Why sustainability should matter to businesses amidst the current post-pandemic recovery

By Tham Kok Wing, Accredited Member, Institute of Public Relations of Singapore (IPRS) Head, Industry Development, Singapore Environment Council

This article was originally published on ASME on 19 October 2021 and has been reposted with permission from the Author.

  • The pressures on global businesses to take proactive steps to tackle environmental sustainability issues are growing by the day.
  • Financial institutions are re-looking their business portfolios to go green, given the drive to transform businesses to be sustainable and environmentally friendly.
  • Sustainability is not just about saving the planet by reducing carbon emissions, but also a solution for enterprises to future proof their businesses.

The Singapore economy and most businesses are still reeling from the devastating effects of the COVID-19 pandemic. The shocks and damage experienced include supply chain disruptions, collapse of long-standing business practices and models, rising distress brought on by a lack of resources, new expectations and demands from customers, amongst others.

Equally, there are some silver linings and positive developments such as the accelerated pace of digitalisation amongst customers and businesses, uptick in adoption of new technology and innovations, and the augmented spotlight on sustainability as key to unlocking a greener economy.

Undoubtedly, sustainability has become a buzzword. It is inevitably heard in everyday conversations, whether at business, social and personal occasions.

Sustainable business drivers

While most people relate living sustainably to saving energy, going paperless, eating less meat, taking public transport instead of driving, etc., which actions are actually relevant and meaningful to industries and businesses?

Here are four important things that may not be obvious to many businesses but are extremely poignant when driving sustainability beyond our personal lives:

1. Resource efficiency

Running a business is a highly resource-intensive undertaking. Any business in Singapore needs to tap on energy (electricity) and water, along with generating waste directly and/or indirectly in the course of delivering products and services to customers.

Resource efficiency can be achieved in a myriad of ways from adopting sustainability practices to improving process transformation, acquiring new and smart technology, changing mindsets, behaviours and approaches. These are proven ways to improve resource efficiency that tantamount to attaining overall cost savings. This immediately shows up in the businesses’ bottom line.

2. Regulatory and procurement protocols

Rather than waiting to address and re-align with regulations and protocols, it is better for businesses to take a proactive approach.

=======

WORK ITEM A: According to the sustainability article, on what date was it originally published on ASME?
WORK ITEM B: Retype the part of the sustainability article between "The Singapore economy" and "a greener economy.", inclusive.
WORK ITEM C: Please list the shocks and damage from the COVID-19 pandemic that the sustainability article names.
The stored items have no connection to the sustainability article.

Stored items:
=======

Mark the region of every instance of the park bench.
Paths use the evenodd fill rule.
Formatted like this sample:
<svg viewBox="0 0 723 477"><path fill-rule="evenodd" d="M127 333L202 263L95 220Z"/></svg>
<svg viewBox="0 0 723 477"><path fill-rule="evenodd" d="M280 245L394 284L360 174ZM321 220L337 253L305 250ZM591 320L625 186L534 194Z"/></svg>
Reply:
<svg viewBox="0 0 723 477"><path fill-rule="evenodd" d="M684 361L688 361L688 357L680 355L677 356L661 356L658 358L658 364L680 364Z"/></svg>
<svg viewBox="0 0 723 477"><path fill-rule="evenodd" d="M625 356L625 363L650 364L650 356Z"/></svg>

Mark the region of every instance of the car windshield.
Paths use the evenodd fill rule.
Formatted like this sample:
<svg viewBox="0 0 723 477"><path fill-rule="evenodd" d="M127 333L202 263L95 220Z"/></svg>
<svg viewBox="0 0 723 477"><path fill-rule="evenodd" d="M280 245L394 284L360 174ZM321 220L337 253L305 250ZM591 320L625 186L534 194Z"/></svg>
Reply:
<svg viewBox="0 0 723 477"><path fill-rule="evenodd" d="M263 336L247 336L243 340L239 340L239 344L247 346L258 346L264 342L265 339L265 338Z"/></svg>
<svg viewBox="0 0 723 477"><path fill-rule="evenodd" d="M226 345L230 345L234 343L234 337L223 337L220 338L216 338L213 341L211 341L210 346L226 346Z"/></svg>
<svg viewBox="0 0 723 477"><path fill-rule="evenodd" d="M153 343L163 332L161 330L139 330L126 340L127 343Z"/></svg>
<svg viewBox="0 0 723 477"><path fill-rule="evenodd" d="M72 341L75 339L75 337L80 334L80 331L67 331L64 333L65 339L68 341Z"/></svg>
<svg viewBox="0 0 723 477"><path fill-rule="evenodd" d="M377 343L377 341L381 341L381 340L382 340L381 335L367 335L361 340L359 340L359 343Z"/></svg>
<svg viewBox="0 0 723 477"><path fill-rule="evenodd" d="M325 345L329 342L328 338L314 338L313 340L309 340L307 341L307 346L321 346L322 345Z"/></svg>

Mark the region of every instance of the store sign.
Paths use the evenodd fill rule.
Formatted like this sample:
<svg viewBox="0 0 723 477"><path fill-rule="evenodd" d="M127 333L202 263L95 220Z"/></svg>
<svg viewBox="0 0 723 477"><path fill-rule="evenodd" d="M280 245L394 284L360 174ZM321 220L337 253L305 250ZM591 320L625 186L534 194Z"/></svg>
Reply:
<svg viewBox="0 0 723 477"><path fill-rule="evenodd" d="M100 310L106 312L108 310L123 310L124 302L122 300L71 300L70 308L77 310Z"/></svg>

=======

REPLY A: 19 October 2021

REPLY B:
The Singapore economy and most businesses are still reeling from the devastating effects of the COVID-19 pandemic. The shocks and damage experienced include supply chain disruptions, collapse of long-standing business practices and models, rising distress brought on by a lack of resources, new expectations and demands from customers, amongst others.

Equally, there are some silver linings and positive developments such as the accelerated pace of digitalisation amongst customers and businesses, uptick in adoption of new technology and innovations, and the augmented spotlight on sustainability as key to unlocking a greener economy.

REPLY C:
- Supply chain disruptions
- Collapse of long-standing business practices and models
- Rising distress brought on by a lack of resources
- New expectations and demands from customers